Acompanhamento e avaliação

23. Na sala de recursos, como é feito o registro e acompanhamento do processo de

aprendizagem dos alunos, para se ter noção se eles estão se desenvolvendo ou não?

R: Nós acompanhamos o desenvolvimento do aluno no atendimento que fazemos aqui na

SRM, mas nossa função não é ensinar, é dar apoio.

24. E no dia a dia tem algum formulário, algum diário? É o mesmo tipo de registro na sala

comum e na sala de recursos?

R: Olha, o CAP deu uma ficha pra gente preencher e acompanhar, mas este acompanhamento

é mais feito pelos professores. Porque ele tem que desenvolver na sala de aula, ele tem que está

incluído. A coordenadora acompanha com os professores nos ACs52

e está sempre passando as coisas

pra gente. Mas aqui, por ser poucos alunos, a gente sabe o percurso de todos. A gente sabe o que ele

precisa, o que a gente tem que fazer, o que ele não está acompanhando, então a gente tem esse

relacionamento aberto com eles.

25. Sobre a sua avaliação do processo de inclusão. Como você avalia esse processo de

inclusão? O que há de positivo e de negativo?

R: Eu acho válida a inclusão pra que ele não fique a parte do processo educacional, que ele

possa ser incluído na sociedade. Mas a inclusão está deixando muito a desejar.é preciso haver uma

avaliação, um processo de mudança. Um processo sério mesmo de desenvolvimento, de mudar e

integrar mesmo o aluno, incluí-lo. Envolver os alunos, os professores até a família, explicar como é

que tem que ser a inclusão. Porque um aluno cego na verdade ele perde 80 % do mundo, da concepção

das coisas. Porque o mundo é oitenta por cento (80%) visual. E ele perde isso. Então, fica um déficit

muito grande e a gente não pode simplesmente enfiá-lo na sala e ficar retendo ele lá. E quando ele sair

daqui, como vai ser a vida dele lá fora?Será que a inclusão tem sido o suficiente para ele viver a vida

dele com independência?
----------
• [REQUISITOS DA TAREFA]:
Dê continuidade à entrevista sobre a inclusão de alunos na sala de recursos, começando logo após a última frase apresentada.

• [SEGMENTO DE DADOS]:
----------
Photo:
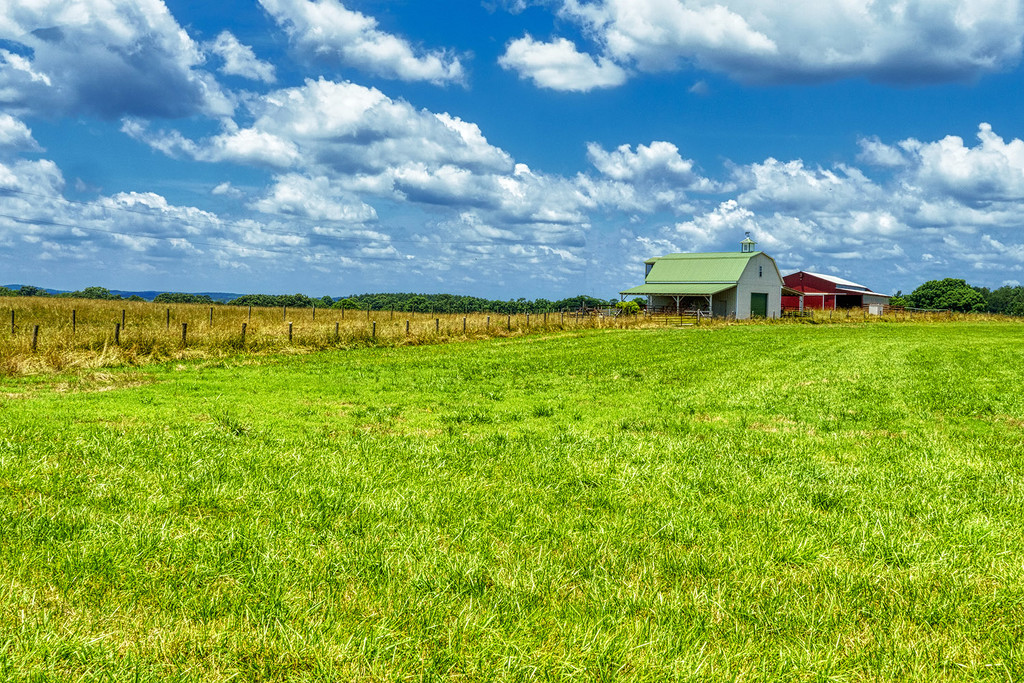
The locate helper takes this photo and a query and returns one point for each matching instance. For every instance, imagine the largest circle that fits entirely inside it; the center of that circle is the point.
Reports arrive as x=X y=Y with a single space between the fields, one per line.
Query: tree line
----------
• [RESULTADO DO EXERCÍCIO]:
INFORMAÇÕES BÁSICAS

Pseudônimo da professora: INF.10SRM-Renata

Formação profissional

1. Qual a sua formação acadêmica?

52

ACs – Atividades curriculares.

249

R: Formada em Pedagogia e especialização na área de deficiência visual. Estou concluindo

uma especialização na área de Letras. (23 anos de experiência).

2. Por que você escolheu essa profissão?

R: Fui incentivada por uma professora que trabalhava na educação especial, aí na graduação

fiz um curso de capacitação e comecei a trabalhar nessa área.

3. Como foi sua experiência quando recebeu, pela primeira vez, um aluno com necessidade

especial da visão? Você sente diferença dessa época para hoje?

R: Olha, foi um pouco difícil, pois, no começo, eu não conhecia, não sabia lidar. Então, o

primeiro impacto foi difícil, tive que aprender aos poucos a olhar para estes alunos de forma diferente.

Foi um processo difícil, até eu me adequar e começar a conhecer a realidades desses alunos.

4. O governo oferece algum curso/treinamento direcionado à inclusão e apoio

especializado?

R: Não existem muitos cursos direcionados para a área.

5. Tem alguma outra instituição, a não ser a escola regular, na qual vocês, e até os alunos

com NEE, buscam mais suporte?

R: O CAP.

6. Se você pudesse apontar alguma característica que o professor deve demonstrar ou

adquirir para ter uma boa interação com os alunos, sobretudo os cegos e com baixa visão, o que

você apontaria?

R: Acho que a pessoa tem que ser um profissional que realmente tenha vontade de estar nesse

processo. É preciso ter amor, porque para trabalhar com esses alunos tem que ter um atendimento com

um foco mais especial mesmo. (Experiência, profissionalismo, desejo, aberturas afetivas).

7. Como você se percebe enquanto indivíduo participando desse processo inclusivo na

escola? Quais os impactos que a inclusão ocasiona em sua vida cotidiana?

R: Eu acho que a inclusão precisaria ser mais bem pensada. Muitas vezes nos sentimos

sobrecarregadas. Mesmo que existam poucos alunos na escola, a gente sempre tem que auxiliá-los em

várias disciplinas e somos apenas duas. Acho que é preciso um preparo prévio para que a inclusão

ocorra. Preparo profissional, preparo da escola, condições necessárias. A inclusão não foi um processo

realmente bem estruturado para sua implantação.

Atividades desenvolvidas e interação escolar

8. Quantos alunos que estudam aqui são cegos e com baixa visão? Existe alguma diferença

básica para vocês trabalharem com eles?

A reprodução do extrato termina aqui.